[BEGIN]
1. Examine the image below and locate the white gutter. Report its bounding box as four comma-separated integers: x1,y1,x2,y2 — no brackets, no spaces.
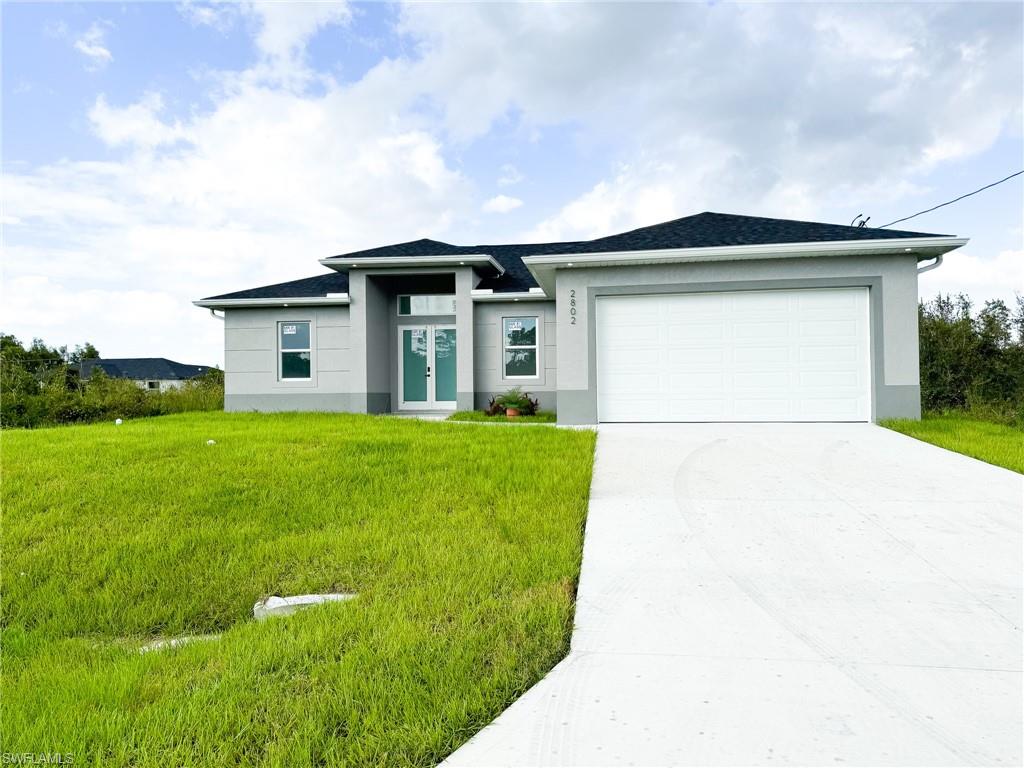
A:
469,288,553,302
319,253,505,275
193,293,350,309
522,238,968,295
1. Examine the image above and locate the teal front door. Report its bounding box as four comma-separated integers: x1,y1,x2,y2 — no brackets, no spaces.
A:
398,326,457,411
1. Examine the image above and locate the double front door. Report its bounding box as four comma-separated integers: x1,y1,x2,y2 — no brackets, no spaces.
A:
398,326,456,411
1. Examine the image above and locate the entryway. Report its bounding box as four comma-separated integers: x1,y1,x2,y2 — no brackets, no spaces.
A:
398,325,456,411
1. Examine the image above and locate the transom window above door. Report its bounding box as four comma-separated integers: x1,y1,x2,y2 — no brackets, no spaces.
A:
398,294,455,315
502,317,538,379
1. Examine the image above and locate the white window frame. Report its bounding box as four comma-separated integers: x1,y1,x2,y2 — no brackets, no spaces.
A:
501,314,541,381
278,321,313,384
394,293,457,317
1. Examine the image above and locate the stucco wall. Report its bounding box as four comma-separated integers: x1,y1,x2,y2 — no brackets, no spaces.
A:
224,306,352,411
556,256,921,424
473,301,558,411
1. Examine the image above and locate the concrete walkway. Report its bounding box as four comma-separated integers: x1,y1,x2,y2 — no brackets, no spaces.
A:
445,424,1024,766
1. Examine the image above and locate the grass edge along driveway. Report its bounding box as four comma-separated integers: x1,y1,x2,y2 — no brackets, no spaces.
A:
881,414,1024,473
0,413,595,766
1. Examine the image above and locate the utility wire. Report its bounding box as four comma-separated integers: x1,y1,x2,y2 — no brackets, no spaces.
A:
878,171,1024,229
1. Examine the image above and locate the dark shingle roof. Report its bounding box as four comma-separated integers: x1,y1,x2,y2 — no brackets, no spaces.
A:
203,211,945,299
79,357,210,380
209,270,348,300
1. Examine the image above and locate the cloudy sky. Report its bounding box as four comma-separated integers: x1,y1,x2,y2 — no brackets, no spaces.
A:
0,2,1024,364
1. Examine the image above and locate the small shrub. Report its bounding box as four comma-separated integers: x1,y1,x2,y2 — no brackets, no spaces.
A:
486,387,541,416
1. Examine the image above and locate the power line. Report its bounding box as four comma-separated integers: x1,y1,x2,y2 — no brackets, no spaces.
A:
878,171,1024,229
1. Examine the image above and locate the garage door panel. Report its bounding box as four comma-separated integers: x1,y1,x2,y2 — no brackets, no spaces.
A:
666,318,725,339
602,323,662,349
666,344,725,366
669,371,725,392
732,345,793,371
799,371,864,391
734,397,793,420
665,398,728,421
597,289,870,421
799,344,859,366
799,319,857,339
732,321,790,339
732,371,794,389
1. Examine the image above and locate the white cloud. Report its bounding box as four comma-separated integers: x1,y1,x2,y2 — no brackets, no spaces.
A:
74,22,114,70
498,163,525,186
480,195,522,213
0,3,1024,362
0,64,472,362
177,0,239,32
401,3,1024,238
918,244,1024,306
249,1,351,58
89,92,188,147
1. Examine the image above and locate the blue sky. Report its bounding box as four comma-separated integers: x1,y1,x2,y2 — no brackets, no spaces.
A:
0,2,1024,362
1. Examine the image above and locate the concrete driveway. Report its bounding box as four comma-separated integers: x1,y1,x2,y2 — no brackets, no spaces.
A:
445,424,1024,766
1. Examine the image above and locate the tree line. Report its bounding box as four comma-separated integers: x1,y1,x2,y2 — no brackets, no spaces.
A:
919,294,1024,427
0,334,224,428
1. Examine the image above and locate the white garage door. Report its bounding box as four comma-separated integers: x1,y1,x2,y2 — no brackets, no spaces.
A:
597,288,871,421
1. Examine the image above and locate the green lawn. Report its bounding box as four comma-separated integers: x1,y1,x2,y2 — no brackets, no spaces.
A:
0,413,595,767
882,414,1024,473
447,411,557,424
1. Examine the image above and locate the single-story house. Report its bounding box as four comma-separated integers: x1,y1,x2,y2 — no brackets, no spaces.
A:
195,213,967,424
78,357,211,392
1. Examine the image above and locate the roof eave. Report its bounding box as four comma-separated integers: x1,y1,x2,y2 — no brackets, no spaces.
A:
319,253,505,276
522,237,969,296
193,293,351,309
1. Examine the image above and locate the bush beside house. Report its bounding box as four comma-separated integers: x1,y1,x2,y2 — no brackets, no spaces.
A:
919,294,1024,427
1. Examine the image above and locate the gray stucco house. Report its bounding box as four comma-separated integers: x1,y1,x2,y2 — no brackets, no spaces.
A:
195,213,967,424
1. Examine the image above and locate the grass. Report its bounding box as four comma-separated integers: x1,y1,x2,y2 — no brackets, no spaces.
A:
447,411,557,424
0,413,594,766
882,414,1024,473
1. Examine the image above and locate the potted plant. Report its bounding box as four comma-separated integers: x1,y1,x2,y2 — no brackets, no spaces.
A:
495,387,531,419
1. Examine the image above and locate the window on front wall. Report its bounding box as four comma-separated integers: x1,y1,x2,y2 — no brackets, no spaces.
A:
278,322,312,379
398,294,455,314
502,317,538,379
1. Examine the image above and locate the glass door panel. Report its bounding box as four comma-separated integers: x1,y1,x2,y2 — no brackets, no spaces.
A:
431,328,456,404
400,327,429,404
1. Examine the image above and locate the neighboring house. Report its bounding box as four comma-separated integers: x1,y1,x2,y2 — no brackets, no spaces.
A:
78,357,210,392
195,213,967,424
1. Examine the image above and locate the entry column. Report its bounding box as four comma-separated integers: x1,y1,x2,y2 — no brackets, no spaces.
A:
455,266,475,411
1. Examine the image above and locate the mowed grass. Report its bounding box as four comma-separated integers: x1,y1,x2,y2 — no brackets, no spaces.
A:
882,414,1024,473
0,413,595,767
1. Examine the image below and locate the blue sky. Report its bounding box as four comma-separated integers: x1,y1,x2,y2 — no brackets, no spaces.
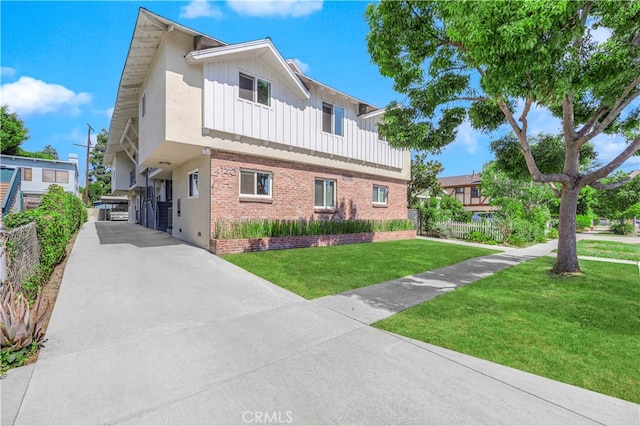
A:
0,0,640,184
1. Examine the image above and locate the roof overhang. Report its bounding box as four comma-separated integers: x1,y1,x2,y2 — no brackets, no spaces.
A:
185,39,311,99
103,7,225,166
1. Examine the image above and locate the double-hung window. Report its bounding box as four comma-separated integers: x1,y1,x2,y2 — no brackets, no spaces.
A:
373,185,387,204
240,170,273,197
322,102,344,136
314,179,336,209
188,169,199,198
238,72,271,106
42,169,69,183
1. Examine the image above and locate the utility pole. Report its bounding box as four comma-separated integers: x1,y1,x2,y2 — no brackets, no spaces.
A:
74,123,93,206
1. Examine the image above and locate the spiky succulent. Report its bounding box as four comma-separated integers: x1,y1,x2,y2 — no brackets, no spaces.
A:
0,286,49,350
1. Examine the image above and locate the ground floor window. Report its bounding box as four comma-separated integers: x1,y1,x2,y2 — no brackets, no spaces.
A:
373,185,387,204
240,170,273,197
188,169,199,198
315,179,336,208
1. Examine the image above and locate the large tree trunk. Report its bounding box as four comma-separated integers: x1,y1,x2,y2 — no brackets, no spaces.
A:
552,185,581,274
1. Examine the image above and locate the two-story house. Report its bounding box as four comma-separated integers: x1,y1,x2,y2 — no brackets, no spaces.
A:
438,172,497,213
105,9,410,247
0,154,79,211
[END]
Reproduce, unchanged, the lines of the items from the line containing "1. Examine the image above and locate the spiky" up to and including the line containing "552,185,581,274".

# Complete response
1. Examine the image above and locate the spiky succulent. Report its bounding box as four comma-separated integers: x1,y1,x2,y2 — no brackets, no spaces.
A:
0,286,49,350
1. Examine the image above and locate the ground floor window. Report its bounding box as four comma-separated integers: x1,y1,x2,y2 — no brackets, no spaces.
A:
373,185,387,204
240,170,273,197
188,169,199,198
315,179,336,208
1. Examine the image above and locate the large tree trunk. Report its bounding box as four comma-separated integers: x1,y1,x2,y2 — no brackets, no spaces.
A:
552,185,581,274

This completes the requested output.